• **Direction**: Put the lines of the material below, starting at the line that contains "Find the lace" and ending at the last line of the material, into a Markdown table with the columns Row and Line. Number the rows in order and skip blank lines.

• **Material to process**:
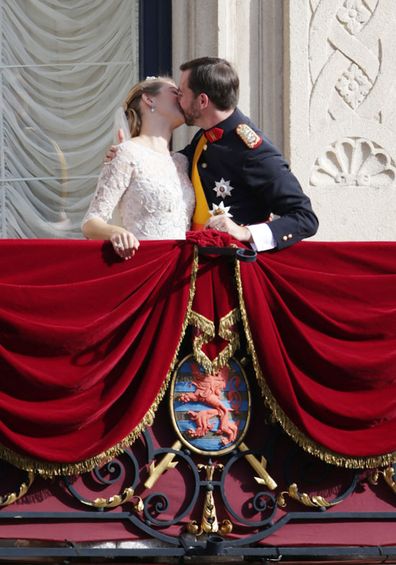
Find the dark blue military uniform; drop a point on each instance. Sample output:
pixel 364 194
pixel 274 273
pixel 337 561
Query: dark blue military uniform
pixel 255 182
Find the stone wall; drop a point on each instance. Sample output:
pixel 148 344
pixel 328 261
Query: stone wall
pixel 319 77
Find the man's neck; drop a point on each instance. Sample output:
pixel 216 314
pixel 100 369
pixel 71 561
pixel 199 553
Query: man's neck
pixel 211 119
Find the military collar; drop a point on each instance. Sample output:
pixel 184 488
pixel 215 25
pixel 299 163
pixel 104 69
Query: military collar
pixel 229 124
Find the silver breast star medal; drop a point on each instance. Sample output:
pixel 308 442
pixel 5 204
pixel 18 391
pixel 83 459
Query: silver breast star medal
pixel 220 209
pixel 223 188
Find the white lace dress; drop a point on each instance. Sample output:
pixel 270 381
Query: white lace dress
pixel 153 192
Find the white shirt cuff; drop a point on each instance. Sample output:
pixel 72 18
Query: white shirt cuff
pixel 263 239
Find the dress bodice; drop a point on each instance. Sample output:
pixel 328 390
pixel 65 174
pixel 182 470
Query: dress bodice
pixel 153 192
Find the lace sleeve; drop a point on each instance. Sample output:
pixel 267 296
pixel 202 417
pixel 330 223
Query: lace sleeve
pixel 112 183
pixel 181 161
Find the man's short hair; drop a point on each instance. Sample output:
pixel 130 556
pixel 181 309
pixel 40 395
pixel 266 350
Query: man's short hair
pixel 216 78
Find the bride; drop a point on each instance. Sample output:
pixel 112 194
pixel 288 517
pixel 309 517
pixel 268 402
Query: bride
pixel 150 185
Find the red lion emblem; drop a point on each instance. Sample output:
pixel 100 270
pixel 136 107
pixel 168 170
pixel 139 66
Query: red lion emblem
pixel 209 389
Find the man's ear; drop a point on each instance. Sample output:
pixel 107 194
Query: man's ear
pixel 203 100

• **Solution for this problem**:
| Row | Line |
|---|---|
| 1 | Find the lace sleeve; drop a point on each instance. Sample output: |
| 2 | pixel 267 296 |
| 3 | pixel 202 417 |
| 4 | pixel 330 223 |
| 5 | Query: lace sleeve |
| 6 | pixel 112 183 |
| 7 | pixel 181 161 |
| 8 | Find the man's short hair; drop a point on each instance. Sample output: |
| 9 | pixel 130 556 |
| 10 | pixel 181 309 |
| 11 | pixel 40 395 |
| 12 | pixel 266 350 |
| 13 | Query: man's short hair |
| 14 | pixel 216 78 |
| 15 | Find the bride; drop a point on each instance. Sample output: |
| 16 | pixel 112 194 |
| 17 | pixel 288 517 |
| 18 | pixel 309 517 |
| 19 | pixel 268 402 |
| 20 | Query: bride |
| 21 | pixel 150 185 |
| 22 | Find the red lion emblem; drop a point on each instance. Sample output: |
| 23 | pixel 100 270 |
| 24 | pixel 136 107 |
| 25 | pixel 168 170 |
| 26 | pixel 139 66 |
| 27 | Query: red lion emblem |
| 28 | pixel 209 389 |
| 29 | Find the man's ear; drop a point on each instance. Sample output: |
| 30 | pixel 107 194 |
| 31 | Query: man's ear |
| 32 | pixel 203 100 |